--- Begin Data shown ---
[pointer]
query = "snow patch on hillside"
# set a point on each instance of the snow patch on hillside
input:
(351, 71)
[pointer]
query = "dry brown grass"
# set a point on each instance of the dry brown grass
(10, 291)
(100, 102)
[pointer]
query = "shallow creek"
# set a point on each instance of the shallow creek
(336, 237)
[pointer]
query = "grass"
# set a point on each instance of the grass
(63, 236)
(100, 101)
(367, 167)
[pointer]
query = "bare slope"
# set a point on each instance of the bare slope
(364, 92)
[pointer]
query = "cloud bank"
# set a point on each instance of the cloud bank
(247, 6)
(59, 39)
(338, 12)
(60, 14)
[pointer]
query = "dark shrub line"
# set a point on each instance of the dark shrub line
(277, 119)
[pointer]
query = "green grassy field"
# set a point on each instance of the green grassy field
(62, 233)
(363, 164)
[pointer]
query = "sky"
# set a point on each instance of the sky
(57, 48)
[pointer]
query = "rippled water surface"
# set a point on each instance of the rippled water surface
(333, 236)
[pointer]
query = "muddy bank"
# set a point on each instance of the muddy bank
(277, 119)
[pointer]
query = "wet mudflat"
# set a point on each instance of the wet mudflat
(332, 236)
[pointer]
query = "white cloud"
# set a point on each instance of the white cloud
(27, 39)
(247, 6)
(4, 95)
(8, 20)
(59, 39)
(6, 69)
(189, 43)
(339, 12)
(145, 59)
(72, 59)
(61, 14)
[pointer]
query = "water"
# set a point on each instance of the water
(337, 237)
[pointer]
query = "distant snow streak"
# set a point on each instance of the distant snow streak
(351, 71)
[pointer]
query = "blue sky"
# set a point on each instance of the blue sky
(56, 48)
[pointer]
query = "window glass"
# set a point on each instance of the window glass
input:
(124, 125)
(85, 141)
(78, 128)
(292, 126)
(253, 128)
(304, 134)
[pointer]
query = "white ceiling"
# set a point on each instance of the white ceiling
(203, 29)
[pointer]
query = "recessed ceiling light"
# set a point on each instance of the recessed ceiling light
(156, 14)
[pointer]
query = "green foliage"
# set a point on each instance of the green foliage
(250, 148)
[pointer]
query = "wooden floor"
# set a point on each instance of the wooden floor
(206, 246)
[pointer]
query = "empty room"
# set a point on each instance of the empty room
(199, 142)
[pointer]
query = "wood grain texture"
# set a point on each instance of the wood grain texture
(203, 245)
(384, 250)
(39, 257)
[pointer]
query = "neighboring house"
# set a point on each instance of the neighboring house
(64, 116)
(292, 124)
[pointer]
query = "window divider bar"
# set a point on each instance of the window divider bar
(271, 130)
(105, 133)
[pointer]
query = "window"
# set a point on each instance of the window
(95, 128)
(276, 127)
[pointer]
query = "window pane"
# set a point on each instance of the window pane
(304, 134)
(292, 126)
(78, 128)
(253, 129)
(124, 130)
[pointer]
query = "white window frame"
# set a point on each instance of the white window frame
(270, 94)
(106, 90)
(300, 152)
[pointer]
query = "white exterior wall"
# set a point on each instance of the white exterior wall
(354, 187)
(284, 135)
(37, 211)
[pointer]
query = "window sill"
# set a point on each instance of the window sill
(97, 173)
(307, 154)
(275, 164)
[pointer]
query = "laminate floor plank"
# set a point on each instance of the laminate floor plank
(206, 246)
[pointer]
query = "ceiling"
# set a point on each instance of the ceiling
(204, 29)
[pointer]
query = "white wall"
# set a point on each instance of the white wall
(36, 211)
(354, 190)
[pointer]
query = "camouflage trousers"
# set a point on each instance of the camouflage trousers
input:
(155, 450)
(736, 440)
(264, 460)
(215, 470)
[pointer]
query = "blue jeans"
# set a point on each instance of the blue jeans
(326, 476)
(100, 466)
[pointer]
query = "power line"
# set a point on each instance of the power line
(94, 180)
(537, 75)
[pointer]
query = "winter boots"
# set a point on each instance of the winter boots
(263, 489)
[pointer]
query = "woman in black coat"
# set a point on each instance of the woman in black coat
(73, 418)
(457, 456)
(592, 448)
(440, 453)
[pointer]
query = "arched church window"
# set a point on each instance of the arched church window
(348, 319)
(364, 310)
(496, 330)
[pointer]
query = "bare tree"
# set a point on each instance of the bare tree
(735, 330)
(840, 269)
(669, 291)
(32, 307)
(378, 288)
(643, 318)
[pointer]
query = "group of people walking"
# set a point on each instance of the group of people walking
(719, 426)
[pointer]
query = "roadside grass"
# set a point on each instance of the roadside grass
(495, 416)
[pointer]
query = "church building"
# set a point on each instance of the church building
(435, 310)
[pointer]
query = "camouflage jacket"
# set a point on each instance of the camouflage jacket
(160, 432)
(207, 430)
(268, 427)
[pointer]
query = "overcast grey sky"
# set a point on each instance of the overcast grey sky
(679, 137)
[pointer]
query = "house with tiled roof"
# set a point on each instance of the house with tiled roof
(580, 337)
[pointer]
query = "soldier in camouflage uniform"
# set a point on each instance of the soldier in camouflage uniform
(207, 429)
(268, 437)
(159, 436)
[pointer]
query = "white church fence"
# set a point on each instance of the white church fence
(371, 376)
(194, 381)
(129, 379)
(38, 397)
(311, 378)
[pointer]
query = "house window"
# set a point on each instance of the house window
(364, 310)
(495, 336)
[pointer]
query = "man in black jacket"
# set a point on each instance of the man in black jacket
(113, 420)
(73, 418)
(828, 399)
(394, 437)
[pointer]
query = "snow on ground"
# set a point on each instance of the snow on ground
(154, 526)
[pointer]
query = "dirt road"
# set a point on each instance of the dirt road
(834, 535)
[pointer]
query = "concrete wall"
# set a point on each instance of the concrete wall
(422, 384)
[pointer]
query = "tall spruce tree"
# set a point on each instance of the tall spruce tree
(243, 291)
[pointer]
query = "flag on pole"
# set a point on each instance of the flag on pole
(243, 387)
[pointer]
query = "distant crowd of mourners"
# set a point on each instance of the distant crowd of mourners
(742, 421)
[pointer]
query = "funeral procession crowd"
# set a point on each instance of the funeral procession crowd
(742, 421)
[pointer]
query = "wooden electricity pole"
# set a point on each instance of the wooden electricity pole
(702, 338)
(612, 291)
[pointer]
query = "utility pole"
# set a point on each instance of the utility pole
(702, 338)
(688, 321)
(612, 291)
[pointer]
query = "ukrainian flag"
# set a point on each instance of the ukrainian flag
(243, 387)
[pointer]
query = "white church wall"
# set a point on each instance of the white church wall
--- End Data shown ---
Work instructions —
Repeat every line of the material exactly as given.

Output for this exercise —
[pointer]
query = "snow patch on hillside"
# set a point on each instance of the snow patch on hillside
input:
(351, 71)
[pointer]
query = "dry brown grass"
# set a point on each instance of the dry brown grass
(10, 291)
(100, 102)
[pointer]
query = "shallow creek"
# set a point on each instance of the shallow creek
(336, 237)
[pointer]
query = "grass"
# set a point on each instance of the grass
(63, 236)
(100, 101)
(367, 167)
[pointer]
query = "bare slope"
# set a point on each instance of the bare slope
(364, 92)
[pointer]
query = "cloud bank"
# set a point on each instance of the cloud bank
(247, 6)
(59, 39)
(338, 12)
(60, 14)
[pointer]
query = "dark shrub line"
# set a point on each instance of the dark shrub line
(277, 119)
[pointer]
query = "green grassy field"
# set a point on each instance of the green grassy field
(62, 233)
(363, 164)
[pointer]
query = "sky"
# set a point on each instance of the sky
(57, 48)
[pointer]
query = "rippled water surface"
# set a point on each instance of the rippled water surface
(333, 236)
[pointer]
query = "muddy bank"
# set a point on each instance of the muddy bank
(277, 119)
[pointer]
query = "wet mudflat"
# set a point on each instance of the wet mudflat
(332, 236)
[pointer]
query = "white cloud"
# set a point on each instance of the white cloud
(27, 39)
(247, 6)
(4, 95)
(8, 20)
(59, 39)
(6, 69)
(189, 43)
(339, 12)
(145, 59)
(72, 59)
(61, 14)
[pointer]
query = "water"
# set a point on each instance of the water
(337, 237)
[pointer]
query = "distant snow streak"
# set a point on each instance of the distant snow streak
(351, 71)
[pointer]
query = "blue sky"
# set a point on each instance of the blue sky
(56, 48)
[pointer]
query = "window glass"
# set a point on each instance of the window glass
input:
(124, 125)
(85, 141)
(78, 128)
(292, 126)
(253, 128)
(304, 134)
[pointer]
query = "white ceiling"
# set a point on each instance of the white ceiling
(203, 29)
[pointer]
query = "recessed ceiling light"
# set a point on each instance of the recessed ceiling light
(156, 14)
[pointer]
query = "green foliage"
# set a point on each instance of the green foliage
(250, 148)
[pointer]
query = "wooden floor"
# set a point on each instance of the wooden floor
(206, 246)
[pointer]
query = "empty room"
# set a point on each instance of the empty room
(199, 142)
[pointer]
query = "wood grain texture"
# set a point on each instance of the wood grain texture
(203, 245)
(384, 250)
(39, 257)
[pointer]
query = "neighboring house"
# set a point on each instance of the neighboring house
(64, 116)
(292, 124)
[pointer]
query = "window divider bar"
# set a point on each instance of the window divider bar
(271, 130)
(105, 133)
[pointer]
query = "window"
# set a point on each instance of the window
(95, 128)
(276, 127)
[pointer]
query = "window pane"
# set a point on each instance of the window pane
(304, 134)
(292, 126)
(78, 128)
(253, 129)
(124, 130)
[pointer]
query = "white window frame"
# set a point on each instance of the white window frame
(270, 94)
(106, 90)
(300, 152)
[pointer]
query = "white exterior wall"
# set a point on each instance of the white exterior wall
(354, 187)
(284, 135)
(37, 211)
[pointer]
query = "window sill"
# set a point on each instance of the window sill
(97, 173)
(307, 154)
(275, 164)
[pointer]
query = "laminate floor plank"
# set a point on each instance of the laminate floor plank
(206, 246)
[pointer]
query = "ceiling"
# set a point on each instance of the ceiling
(204, 29)
[pointer]
query = "white wall"
# set a point on each instance of the white wall
(36, 211)
(354, 190)
[pointer]
query = "camouflage trousers"
# set a point on each instance of the camouflage trousers
input:
(155, 450)
(736, 440)
(264, 460)
(215, 470)
[pointer]
query = "blue jeans"
# set a point on each instance of the blue jeans
(326, 476)
(100, 466)
[pointer]
query = "power line"
# set a point on each instance of the power line
(94, 180)
(537, 75)
[pointer]
query = "winter boots"
# set a point on each instance of the winter boots
(263, 489)
[pointer]
query = "woman in black coat"
# set a point on each instance of the woman in black coat
(73, 418)
(457, 456)
(592, 448)
(440, 453)
[pointer]
query = "arched church window"
# set a point on each instance of the arched church window
(348, 319)
(364, 310)
(496, 330)
[pointer]
query = "bare tree"
# set a point on each instance of the bare tree
(735, 330)
(840, 269)
(669, 291)
(32, 307)
(378, 288)
(643, 318)
[pointer]
query = "group of people walking"
# set a point on each instance of the group of people walking
(719, 426)
[pointer]
query = "roadside grass"
# set a point on each instance of the roadside grass
(495, 416)
[pointer]
query = "church building"
# set a point on each instance of the church building
(435, 310)
[pointer]
query = "camouflage jacket"
# set a point on each instance of the camouflage jacket
(160, 432)
(207, 430)
(268, 427)
[pointer]
query = "overcast grey sky"
# set a point on each instance of the overcast grey sky
(679, 137)
[pointer]
query = "house with tiled roof"
# set a point on each instance of the house with tiled roof
(580, 337)
[pointer]
query = "soldier in camouflage uniform"
# set a point on each instance of the soldier in camouflage uniform
(207, 429)
(268, 437)
(159, 436)
[pointer]
query = "white church fence"
# set a point on each instance of the white church fence
(371, 376)
(194, 381)
(129, 379)
(38, 397)
(311, 378)
[pointer]
query = "house window"
# set a point on each instance of the house window
(364, 310)
(495, 336)
[pointer]
query = "man in black jacket"
# set a point on each instance of the man in black jacket
(113, 420)
(73, 418)
(828, 399)
(394, 437)
[pointer]
query = "snow on ground"
# set a point on each instance of the snow on ground
(154, 526)
[pointer]
query = "dirt road"
# set a point on each instance of the dirt road
(834, 535)
[pointer]
query = "concrete wall"
# set a point on each instance of the concrete wall
(422, 384)
[pointer]
query = "tall spruce tree"
# set a point on each instance of the tall spruce tree
(243, 291)
[pointer]
query = "flag on pole"
# set a point on each instance of the flag on pole
(243, 387)
[pointer]
query = "distant crowd of mourners"
# set a point on each instance of the distant crowd of mourners
(742, 421)
[pointer]
query = "funeral procession crowd"
# set a point on each instance of the funeral procession crowd
(742, 421)
[pointer]
query = "wooden electricity pole"
# set a point on each instance of the wooden electricity pole
(702, 338)
(612, 291)
[pointer]
query = "utility pole"
# set a point on each instance of the utility pole
(702, 338)
(688, 321)
(612, 291)
[pointer]
query = "ukrainian flag"
# set a point on each instance of the ukrainian flag
(243, 387)
[pointer]
query = "white church wall"
# set a point on each instance of the white church wall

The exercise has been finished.